Print the lines of the entries below unchanged, starting with the line that contains "Guideline: for every instance of the smartphone" and going on through the line that contains "column 714, row 470".

┌─ RECORDED DATA

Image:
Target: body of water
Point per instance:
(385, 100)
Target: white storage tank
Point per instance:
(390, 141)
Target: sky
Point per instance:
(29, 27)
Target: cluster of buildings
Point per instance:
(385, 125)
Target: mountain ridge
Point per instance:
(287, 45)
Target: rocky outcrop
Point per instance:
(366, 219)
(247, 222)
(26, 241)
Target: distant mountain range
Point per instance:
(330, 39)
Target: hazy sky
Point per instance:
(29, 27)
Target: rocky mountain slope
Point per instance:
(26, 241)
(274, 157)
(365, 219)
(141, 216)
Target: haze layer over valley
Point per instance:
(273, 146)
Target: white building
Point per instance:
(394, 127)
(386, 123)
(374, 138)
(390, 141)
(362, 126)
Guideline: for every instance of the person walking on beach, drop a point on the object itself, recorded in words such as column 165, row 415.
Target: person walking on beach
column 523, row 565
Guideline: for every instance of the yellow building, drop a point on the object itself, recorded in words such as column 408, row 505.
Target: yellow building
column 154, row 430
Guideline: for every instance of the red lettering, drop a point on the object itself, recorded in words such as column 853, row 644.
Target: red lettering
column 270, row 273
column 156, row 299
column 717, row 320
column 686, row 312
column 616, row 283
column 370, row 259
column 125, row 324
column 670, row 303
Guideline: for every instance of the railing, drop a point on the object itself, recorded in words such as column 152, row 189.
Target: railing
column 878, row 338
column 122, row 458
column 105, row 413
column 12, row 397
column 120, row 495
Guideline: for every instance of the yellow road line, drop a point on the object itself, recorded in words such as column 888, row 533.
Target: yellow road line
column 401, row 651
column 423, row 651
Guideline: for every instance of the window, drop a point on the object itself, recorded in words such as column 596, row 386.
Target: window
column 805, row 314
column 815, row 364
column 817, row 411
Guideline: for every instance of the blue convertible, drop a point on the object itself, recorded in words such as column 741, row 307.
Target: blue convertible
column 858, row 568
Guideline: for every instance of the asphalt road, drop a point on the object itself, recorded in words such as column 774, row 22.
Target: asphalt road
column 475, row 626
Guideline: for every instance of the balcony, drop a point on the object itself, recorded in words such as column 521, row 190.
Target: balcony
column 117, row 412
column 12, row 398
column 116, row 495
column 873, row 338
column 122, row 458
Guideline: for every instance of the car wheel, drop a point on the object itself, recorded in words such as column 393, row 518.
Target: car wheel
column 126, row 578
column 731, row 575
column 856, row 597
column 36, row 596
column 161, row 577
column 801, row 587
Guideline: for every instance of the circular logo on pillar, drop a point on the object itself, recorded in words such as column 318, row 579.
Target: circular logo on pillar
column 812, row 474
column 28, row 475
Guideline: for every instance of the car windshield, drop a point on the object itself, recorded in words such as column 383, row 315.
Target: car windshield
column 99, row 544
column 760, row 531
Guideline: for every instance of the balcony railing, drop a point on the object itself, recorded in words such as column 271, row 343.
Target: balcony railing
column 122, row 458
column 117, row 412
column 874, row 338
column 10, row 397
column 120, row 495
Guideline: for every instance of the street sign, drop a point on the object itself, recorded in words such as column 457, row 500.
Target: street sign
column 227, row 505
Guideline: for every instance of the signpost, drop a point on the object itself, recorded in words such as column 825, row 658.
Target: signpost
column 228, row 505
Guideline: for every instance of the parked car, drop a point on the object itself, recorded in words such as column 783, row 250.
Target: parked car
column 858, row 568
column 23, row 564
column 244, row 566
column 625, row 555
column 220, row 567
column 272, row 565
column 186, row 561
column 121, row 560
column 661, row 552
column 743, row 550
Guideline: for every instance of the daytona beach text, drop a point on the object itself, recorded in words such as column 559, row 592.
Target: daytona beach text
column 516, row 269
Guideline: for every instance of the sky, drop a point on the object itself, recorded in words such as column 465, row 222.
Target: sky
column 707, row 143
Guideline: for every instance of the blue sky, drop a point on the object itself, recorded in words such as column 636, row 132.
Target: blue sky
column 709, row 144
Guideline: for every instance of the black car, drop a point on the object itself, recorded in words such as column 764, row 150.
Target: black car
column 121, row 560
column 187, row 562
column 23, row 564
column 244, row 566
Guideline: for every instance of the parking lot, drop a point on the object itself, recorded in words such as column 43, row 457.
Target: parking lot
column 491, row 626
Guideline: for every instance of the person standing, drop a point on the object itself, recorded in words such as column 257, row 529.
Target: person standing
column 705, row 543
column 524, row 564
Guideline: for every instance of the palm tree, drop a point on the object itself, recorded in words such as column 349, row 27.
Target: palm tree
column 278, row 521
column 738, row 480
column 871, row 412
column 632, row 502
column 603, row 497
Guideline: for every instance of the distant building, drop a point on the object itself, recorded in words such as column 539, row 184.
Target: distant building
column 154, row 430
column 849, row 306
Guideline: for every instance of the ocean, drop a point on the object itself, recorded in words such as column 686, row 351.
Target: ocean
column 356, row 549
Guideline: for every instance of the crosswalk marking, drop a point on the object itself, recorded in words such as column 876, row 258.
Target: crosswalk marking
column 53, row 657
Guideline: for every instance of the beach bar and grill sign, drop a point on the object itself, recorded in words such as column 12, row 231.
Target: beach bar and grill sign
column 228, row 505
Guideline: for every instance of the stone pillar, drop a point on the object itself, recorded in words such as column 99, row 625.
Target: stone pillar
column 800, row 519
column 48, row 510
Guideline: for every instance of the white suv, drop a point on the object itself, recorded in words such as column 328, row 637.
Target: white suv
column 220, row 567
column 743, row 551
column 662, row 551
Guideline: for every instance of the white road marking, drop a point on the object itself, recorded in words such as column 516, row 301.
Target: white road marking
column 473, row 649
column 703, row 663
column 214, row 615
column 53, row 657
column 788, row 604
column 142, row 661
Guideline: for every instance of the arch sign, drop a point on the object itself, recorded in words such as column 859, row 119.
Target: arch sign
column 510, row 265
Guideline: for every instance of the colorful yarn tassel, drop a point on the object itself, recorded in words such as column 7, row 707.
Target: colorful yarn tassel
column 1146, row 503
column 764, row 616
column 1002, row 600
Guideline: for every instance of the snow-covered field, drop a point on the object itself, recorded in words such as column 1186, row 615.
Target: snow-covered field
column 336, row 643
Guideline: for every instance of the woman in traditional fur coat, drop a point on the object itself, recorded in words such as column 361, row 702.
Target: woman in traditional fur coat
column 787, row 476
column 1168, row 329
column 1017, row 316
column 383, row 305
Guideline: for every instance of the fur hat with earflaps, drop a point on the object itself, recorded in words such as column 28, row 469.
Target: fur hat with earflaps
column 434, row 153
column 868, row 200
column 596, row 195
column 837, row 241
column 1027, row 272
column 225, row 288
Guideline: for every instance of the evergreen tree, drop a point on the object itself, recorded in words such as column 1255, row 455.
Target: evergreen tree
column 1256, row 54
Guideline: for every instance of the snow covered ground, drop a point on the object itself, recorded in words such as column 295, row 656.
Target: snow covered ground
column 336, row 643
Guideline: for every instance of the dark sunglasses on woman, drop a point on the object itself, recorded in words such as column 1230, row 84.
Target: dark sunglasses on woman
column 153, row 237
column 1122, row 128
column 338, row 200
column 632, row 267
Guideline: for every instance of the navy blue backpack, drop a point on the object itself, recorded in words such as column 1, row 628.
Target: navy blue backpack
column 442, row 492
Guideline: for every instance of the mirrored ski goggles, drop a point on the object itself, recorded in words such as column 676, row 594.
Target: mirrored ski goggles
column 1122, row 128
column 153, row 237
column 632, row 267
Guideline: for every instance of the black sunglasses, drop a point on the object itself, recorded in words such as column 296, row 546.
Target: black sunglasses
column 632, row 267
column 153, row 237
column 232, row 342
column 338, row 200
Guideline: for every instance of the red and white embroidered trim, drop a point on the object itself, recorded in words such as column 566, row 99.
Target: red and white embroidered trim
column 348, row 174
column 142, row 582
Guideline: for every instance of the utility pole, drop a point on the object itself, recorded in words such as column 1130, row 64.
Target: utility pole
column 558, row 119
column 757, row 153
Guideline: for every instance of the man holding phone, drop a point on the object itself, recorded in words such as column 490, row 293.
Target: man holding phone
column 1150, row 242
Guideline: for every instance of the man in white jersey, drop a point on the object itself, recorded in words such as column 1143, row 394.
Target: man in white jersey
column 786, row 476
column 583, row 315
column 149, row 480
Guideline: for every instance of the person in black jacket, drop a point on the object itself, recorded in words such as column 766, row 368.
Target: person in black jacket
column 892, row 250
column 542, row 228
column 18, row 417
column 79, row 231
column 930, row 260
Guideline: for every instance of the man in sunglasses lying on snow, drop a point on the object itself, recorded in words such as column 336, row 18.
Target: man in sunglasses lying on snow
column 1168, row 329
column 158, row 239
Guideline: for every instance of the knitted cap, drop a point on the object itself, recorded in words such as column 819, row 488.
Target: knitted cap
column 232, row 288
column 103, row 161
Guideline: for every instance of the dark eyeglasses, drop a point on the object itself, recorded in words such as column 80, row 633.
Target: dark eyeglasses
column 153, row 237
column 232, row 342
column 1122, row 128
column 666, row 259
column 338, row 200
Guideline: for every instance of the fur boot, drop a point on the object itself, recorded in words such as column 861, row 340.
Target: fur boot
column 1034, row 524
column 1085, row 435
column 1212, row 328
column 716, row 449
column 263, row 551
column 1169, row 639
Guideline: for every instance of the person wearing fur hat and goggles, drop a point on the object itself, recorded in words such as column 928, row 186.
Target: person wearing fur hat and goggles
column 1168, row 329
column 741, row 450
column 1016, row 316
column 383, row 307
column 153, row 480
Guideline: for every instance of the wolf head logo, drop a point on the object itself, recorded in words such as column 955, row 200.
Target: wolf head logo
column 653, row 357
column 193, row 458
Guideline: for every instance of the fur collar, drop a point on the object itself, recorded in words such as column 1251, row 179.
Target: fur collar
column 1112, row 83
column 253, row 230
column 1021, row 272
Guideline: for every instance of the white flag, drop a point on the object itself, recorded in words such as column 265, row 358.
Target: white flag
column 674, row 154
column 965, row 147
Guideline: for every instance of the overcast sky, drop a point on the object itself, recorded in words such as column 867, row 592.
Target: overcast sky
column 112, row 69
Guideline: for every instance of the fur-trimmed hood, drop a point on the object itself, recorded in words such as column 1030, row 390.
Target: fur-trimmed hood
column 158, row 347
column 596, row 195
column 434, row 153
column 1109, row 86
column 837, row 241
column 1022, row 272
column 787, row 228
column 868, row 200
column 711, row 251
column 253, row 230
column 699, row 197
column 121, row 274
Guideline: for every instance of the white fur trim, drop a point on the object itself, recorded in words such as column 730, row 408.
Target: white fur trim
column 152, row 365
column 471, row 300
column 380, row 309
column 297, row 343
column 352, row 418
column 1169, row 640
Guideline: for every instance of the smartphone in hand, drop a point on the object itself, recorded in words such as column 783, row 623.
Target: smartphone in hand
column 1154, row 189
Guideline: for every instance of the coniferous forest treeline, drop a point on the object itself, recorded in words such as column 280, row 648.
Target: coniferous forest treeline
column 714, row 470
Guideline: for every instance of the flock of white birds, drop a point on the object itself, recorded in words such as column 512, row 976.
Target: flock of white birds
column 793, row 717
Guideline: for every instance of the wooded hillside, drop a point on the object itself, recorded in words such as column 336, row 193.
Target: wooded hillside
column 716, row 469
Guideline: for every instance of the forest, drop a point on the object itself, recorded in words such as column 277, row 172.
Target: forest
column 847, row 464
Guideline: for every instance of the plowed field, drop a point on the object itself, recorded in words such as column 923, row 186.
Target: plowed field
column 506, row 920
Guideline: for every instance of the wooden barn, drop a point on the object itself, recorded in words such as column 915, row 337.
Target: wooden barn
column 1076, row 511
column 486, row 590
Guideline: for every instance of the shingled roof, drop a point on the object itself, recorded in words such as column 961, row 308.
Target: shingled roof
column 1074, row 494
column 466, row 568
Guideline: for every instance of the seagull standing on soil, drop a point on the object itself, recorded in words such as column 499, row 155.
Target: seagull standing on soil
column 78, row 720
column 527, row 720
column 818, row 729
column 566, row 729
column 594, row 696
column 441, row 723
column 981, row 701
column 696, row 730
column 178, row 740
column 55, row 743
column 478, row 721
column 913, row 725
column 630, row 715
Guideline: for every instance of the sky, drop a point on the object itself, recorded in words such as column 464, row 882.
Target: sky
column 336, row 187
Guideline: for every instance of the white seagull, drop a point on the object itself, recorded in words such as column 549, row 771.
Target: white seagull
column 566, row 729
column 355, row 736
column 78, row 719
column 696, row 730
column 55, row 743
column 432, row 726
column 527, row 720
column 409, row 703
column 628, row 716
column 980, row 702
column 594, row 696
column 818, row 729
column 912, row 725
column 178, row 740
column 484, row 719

└─

**TASK SOLUTION**.
Guideline: for every instance of the smartphone in hand, drop a point on the object itself, recorded in words such as column 783, row 623.
Target: smartphone in hand
column 1154, row 189
Guideline: for every instance of the coniferous forest treeline, drop a point on the object itself, recorded in words such as column 280, row 648.
Target: coniferous forest treeline
column 714, row 470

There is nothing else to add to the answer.